Tochatti was active in the Hammersmith Radical Club, and in 1885 he was a founding member of the Hammersmith branch of the Socialist League. In 1886 he was elected to the Socialist League's Hammersmith branch. His wife, Louisa, was also active in the branch. He regularly undertook public speaking and contributed to the League's paper Commonweal. At this time he also began to align with anarchist communism. Tochatti served as the branch president of the National Labour Federation trade union during the successful 1889 strike over low pay at the John Isaac Thornycraft shipyard in Chiswick.

In 1890 the Socialist League split, with the Hammersmith branch leaving the League to become the Hammersmith Socialist Society. Tochatti remained a member of the League and of the Hammersmith society despite the society adopting an anti-anarchist stance. Tochatti remained a friend of William Morris despite the split.

Provided material:
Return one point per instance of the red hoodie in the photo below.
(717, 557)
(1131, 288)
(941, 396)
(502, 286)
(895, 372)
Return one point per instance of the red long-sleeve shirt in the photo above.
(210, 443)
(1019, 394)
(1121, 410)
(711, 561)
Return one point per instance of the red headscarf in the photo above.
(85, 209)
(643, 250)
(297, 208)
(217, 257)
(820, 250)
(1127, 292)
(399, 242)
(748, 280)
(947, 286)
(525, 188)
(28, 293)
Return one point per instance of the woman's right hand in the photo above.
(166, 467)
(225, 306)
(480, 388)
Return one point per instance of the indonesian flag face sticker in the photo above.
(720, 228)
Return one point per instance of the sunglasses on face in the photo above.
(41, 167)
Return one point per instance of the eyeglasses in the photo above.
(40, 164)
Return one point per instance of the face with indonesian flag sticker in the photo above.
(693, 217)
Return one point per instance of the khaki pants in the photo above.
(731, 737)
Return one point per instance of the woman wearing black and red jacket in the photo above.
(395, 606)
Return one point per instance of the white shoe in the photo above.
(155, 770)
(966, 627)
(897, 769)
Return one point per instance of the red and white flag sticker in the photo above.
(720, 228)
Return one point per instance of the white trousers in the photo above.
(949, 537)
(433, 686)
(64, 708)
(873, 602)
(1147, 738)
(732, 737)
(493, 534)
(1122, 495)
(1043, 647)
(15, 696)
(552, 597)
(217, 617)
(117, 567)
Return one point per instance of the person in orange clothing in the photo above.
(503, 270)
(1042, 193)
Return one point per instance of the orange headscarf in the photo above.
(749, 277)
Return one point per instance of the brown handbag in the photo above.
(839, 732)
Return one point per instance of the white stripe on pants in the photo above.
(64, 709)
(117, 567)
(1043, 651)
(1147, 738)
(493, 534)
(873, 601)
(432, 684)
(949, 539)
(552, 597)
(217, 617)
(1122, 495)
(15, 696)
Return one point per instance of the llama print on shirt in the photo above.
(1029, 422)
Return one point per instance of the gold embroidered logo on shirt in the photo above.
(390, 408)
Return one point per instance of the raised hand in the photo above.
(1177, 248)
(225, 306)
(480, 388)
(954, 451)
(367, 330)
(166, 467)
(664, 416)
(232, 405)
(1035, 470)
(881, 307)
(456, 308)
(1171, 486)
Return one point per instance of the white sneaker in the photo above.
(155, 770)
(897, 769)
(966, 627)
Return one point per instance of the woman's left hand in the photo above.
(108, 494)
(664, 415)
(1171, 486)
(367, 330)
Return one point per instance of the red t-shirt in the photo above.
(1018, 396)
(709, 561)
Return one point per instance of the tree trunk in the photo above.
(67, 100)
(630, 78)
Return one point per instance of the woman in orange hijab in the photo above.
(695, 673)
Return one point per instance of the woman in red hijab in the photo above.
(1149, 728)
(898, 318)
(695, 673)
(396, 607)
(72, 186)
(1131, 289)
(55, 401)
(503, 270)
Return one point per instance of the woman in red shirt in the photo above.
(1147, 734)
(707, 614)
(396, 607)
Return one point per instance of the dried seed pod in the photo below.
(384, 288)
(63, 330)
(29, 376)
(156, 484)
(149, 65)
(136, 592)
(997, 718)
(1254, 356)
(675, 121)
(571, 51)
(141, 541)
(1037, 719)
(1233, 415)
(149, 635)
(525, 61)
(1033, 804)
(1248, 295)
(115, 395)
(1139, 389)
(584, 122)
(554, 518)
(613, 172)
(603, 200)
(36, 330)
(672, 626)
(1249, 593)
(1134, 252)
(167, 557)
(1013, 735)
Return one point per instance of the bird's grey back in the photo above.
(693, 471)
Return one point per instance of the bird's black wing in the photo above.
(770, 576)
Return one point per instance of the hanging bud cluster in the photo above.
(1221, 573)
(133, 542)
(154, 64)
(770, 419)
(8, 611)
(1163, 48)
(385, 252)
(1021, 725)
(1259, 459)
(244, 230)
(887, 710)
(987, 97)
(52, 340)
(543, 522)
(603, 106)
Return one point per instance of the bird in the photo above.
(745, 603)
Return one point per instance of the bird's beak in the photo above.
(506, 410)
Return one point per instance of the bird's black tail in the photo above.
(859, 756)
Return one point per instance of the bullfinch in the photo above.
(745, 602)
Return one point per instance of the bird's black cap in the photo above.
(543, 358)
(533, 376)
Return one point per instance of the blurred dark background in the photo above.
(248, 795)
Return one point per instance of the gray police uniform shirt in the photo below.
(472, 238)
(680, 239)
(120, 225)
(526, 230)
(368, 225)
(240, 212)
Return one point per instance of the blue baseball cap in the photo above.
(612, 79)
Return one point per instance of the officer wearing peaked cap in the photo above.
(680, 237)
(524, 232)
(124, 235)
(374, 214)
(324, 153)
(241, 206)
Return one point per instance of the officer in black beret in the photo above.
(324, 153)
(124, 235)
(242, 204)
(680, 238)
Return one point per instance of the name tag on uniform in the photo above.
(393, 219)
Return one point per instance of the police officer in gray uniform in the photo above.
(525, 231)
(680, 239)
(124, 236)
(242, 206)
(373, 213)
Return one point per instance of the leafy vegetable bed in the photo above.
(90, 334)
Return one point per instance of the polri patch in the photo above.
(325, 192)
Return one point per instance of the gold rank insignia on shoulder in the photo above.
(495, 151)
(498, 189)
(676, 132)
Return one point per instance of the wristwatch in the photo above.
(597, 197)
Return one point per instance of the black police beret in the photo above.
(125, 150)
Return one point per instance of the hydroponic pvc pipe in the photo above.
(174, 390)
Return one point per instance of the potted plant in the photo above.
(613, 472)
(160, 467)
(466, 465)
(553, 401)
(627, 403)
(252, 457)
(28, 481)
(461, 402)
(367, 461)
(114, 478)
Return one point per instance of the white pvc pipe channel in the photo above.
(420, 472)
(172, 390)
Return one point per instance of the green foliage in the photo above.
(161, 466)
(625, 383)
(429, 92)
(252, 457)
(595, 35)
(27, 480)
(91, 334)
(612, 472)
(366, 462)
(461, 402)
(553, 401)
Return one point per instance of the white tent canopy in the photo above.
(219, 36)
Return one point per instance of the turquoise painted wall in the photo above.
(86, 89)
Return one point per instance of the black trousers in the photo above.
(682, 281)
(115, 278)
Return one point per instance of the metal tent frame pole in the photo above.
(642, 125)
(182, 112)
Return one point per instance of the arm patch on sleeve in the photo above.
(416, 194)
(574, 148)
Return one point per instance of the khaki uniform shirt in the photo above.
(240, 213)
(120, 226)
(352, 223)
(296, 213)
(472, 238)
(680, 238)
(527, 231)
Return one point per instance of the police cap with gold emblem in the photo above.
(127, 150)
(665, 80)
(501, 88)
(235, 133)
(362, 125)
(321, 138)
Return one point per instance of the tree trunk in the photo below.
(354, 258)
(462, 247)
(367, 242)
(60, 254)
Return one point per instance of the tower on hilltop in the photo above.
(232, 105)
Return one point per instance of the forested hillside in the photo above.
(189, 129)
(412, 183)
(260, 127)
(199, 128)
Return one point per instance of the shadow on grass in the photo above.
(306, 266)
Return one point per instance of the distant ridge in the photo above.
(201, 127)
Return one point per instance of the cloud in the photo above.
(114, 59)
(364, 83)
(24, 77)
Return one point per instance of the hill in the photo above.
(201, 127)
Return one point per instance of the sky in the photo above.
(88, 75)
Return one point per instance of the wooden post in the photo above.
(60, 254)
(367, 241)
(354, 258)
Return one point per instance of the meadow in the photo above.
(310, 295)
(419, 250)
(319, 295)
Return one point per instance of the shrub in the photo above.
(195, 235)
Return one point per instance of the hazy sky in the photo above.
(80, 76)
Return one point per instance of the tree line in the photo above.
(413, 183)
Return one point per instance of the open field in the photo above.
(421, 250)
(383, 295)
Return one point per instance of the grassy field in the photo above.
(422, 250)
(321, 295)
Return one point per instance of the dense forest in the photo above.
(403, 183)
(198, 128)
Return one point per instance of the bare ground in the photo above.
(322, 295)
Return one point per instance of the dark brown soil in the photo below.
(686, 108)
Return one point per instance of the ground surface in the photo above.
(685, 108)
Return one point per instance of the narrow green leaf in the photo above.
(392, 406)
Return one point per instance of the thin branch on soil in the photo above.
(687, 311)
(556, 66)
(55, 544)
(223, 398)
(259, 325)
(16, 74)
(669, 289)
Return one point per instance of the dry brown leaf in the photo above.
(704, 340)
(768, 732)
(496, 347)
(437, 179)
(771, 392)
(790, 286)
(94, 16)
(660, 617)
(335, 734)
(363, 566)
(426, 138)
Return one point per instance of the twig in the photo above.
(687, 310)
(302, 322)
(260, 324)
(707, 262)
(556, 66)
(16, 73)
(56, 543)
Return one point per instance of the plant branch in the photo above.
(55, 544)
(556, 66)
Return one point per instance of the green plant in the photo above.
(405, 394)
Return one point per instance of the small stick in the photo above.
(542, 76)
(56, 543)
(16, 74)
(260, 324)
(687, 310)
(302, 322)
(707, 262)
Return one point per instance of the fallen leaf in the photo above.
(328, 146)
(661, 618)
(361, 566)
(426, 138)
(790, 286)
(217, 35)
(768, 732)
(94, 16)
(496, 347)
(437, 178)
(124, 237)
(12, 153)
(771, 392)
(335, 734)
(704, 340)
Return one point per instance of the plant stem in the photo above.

Problems:
- A) Which organizations was Tochatti a member of, active in, or an officer of, according to the text about Tochatti?
- B) In the text about Tochatti, what was the name of the Socialist League's paper?
- C) According to the text about Tochatti, why did the 1889 strike at the John Isaac Thornycraft shipyard in Chiswick take place?

The responses:
- A)
- Hammersmith Radical Club
- Socialist League (Hammersmith branch)
- National Labour Federation
- Hammersmith Socialist Society

- B) Commonweal.

- C) The strike was over low pay at the shipyard. Tochatti was branch president of the National Labour Federation trade union during the strike, which succeeded.